>> begin DATASET EXTRACT

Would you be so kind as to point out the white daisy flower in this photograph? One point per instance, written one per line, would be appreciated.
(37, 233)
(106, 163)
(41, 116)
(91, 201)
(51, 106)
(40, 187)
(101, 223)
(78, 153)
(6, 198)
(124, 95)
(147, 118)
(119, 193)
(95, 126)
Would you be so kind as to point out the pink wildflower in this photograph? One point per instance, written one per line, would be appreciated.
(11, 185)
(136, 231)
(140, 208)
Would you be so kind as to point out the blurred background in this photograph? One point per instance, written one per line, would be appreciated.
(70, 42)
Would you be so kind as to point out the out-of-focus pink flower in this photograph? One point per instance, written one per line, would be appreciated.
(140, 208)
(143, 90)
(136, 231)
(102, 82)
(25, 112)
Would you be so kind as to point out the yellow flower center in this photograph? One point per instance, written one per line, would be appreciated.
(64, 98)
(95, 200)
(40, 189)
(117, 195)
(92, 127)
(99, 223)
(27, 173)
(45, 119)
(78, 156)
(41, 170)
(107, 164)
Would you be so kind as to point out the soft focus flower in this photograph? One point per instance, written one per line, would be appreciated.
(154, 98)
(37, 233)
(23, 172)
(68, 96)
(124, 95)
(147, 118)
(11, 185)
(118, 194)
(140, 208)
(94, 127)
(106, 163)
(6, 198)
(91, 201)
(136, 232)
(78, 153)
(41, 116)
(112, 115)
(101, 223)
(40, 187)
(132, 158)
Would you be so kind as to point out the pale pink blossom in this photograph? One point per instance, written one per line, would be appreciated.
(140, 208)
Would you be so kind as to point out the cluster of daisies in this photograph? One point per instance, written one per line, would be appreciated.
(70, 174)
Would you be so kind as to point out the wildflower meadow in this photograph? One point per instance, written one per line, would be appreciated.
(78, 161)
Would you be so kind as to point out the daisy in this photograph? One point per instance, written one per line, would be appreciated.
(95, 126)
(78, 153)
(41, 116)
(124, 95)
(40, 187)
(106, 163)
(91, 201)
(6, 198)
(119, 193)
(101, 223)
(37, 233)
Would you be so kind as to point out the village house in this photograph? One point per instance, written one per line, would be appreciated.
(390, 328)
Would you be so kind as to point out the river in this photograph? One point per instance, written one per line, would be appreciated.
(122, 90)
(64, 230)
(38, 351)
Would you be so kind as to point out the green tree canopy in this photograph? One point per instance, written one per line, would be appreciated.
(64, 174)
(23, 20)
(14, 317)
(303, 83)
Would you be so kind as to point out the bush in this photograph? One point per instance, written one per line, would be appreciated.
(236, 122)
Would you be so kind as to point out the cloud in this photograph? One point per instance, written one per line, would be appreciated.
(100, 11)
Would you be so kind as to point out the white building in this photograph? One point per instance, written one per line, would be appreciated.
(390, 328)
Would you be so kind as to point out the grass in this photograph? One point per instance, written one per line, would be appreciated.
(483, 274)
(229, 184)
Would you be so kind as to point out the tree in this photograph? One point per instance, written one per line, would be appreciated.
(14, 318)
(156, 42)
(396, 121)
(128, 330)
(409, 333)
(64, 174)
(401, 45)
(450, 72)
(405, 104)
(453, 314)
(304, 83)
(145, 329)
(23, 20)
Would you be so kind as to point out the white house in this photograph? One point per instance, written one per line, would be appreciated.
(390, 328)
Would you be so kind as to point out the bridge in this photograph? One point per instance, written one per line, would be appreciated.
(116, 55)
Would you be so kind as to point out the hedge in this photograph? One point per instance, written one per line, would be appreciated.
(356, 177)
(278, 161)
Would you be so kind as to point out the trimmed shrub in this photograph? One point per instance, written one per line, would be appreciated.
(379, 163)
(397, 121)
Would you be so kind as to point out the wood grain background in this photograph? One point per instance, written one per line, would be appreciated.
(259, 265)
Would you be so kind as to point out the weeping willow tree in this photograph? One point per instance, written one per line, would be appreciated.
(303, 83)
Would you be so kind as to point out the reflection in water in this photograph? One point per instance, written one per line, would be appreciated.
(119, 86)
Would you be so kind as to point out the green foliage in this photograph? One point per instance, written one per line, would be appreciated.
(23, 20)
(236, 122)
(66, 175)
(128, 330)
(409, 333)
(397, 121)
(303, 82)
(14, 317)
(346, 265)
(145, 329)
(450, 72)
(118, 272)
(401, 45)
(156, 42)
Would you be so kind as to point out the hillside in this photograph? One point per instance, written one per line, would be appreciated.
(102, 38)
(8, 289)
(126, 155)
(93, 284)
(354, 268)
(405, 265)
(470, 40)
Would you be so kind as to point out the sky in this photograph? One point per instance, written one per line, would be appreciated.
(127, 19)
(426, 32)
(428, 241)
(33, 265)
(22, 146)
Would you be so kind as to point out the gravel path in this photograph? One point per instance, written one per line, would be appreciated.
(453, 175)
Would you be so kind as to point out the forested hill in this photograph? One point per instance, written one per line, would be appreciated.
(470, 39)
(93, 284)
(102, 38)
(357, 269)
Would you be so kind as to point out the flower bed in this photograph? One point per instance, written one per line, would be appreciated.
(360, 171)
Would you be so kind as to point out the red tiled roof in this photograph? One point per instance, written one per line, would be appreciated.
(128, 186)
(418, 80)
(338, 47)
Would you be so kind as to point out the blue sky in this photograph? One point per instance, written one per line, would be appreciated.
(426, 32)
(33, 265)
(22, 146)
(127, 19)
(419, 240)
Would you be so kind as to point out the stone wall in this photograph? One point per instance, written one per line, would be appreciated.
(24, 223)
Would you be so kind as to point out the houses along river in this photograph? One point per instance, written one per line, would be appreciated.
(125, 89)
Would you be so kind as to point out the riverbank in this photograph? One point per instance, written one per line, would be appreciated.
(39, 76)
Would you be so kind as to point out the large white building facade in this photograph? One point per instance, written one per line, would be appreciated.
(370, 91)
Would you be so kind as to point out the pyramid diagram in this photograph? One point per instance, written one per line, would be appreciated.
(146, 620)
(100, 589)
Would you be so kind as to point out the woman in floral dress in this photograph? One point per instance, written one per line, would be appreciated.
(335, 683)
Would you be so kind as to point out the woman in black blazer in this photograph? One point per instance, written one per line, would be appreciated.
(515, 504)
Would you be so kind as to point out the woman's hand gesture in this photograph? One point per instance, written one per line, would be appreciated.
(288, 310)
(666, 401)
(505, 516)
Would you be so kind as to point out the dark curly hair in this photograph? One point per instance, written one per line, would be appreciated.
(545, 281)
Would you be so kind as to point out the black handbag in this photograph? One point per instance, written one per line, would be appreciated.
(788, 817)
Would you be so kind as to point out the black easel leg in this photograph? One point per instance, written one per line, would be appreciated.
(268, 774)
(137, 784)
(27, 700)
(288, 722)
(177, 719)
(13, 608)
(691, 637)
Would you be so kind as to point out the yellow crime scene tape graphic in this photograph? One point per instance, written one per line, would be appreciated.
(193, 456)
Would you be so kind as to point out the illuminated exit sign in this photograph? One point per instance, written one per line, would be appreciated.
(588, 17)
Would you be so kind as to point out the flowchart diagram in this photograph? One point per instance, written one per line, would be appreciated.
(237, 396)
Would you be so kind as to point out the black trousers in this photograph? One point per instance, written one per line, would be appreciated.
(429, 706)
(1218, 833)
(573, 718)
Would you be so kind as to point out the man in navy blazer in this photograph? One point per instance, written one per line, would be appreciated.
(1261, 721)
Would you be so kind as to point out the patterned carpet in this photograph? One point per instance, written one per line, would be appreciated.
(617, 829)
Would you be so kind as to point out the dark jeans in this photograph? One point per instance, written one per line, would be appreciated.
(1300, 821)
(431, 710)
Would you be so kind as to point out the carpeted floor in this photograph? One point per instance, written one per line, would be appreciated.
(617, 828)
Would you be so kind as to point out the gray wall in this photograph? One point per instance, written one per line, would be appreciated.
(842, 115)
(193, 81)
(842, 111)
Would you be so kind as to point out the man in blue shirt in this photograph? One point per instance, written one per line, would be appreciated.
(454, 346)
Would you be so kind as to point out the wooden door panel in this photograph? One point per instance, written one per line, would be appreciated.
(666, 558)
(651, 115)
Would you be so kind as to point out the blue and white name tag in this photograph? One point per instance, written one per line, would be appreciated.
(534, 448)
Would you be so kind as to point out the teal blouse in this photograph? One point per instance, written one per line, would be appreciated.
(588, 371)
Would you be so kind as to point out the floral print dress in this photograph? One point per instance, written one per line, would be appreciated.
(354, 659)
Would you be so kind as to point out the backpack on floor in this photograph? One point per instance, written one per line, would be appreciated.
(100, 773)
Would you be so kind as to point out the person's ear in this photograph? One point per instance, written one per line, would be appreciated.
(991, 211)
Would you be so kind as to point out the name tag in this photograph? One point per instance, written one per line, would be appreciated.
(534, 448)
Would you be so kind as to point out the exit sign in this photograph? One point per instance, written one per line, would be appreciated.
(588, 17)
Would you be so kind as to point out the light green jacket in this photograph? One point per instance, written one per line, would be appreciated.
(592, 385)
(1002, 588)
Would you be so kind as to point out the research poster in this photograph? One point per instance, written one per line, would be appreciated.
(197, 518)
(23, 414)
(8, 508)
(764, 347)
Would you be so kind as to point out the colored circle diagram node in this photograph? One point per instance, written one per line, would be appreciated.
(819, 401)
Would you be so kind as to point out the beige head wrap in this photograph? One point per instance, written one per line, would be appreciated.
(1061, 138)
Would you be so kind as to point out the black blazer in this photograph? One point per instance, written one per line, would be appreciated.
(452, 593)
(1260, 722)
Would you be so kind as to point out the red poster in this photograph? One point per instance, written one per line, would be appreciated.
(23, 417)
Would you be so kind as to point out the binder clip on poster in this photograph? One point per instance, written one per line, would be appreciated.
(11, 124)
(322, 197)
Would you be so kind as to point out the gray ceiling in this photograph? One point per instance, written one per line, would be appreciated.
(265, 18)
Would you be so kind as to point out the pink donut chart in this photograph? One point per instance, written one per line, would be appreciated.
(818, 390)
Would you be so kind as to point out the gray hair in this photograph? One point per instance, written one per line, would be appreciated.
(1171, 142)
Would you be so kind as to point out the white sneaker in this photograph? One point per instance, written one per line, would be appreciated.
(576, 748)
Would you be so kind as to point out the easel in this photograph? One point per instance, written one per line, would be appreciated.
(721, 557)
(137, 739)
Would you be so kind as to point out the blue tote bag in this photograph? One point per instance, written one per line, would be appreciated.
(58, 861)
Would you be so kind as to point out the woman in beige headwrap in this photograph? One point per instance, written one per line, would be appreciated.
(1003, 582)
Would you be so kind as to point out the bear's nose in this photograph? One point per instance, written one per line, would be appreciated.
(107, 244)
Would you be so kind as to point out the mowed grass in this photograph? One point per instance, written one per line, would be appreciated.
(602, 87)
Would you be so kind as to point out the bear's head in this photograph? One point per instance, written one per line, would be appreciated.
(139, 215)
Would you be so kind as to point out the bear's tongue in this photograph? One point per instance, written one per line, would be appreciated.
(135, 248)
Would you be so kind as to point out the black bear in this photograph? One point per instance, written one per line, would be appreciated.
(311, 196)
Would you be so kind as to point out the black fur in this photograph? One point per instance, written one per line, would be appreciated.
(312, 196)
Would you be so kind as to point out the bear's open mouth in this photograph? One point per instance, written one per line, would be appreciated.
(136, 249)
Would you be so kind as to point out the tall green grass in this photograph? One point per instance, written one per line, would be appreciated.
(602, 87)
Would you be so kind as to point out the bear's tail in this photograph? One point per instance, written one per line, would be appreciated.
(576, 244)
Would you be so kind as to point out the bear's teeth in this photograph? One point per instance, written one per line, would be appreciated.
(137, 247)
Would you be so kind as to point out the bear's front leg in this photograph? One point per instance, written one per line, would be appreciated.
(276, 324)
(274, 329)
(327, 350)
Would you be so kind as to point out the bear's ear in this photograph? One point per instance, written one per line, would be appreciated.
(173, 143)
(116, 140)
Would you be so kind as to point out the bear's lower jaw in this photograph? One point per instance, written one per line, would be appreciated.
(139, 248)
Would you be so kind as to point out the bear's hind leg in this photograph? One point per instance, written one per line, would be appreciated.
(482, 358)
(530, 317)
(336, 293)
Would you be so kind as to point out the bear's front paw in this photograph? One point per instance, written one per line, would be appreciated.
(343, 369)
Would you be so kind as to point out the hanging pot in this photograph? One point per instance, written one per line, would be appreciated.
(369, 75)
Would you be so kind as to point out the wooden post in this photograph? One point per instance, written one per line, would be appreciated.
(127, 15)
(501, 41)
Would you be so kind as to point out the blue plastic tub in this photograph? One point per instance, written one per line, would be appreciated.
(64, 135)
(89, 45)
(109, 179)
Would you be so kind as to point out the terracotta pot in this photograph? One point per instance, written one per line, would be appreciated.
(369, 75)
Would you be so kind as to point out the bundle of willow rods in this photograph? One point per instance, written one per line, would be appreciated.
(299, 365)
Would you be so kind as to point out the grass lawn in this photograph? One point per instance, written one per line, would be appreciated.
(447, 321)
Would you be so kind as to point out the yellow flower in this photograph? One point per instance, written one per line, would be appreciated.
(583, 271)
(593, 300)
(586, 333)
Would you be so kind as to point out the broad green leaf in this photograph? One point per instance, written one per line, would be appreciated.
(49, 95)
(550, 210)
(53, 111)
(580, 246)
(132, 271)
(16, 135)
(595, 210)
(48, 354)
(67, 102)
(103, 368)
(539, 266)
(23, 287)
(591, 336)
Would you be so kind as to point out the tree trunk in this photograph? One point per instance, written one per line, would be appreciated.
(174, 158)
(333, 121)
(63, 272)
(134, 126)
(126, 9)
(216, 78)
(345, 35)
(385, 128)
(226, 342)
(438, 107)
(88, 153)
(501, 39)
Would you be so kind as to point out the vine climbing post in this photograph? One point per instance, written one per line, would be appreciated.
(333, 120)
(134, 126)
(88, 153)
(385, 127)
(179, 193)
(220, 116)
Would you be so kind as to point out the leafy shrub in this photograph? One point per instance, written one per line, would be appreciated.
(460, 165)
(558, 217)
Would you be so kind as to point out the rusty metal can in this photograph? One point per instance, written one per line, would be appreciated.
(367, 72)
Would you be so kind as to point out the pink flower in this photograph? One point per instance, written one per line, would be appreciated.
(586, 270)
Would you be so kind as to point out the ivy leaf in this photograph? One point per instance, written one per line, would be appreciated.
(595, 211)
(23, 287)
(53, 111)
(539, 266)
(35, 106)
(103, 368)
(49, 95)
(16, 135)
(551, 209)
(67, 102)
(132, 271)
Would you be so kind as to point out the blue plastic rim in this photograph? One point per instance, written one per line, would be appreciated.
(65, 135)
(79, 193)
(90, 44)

>> end DATASET EXTRACT

= TASK OBJECTIVE =
Format the stretch of the material from the line containing "the gray hair" through the line containing "(1171, 142)" as a Markdown table. Use the columns Row and Line, and leave out any blank lines.

= THE RESPONSE =
| Row | Line |
|---|---|
| 1 | Would you be so kind as to point out the gray hair in this photograph? One point per instance, written one per line, would be appreciated. |
| 2 | (1171, 142) |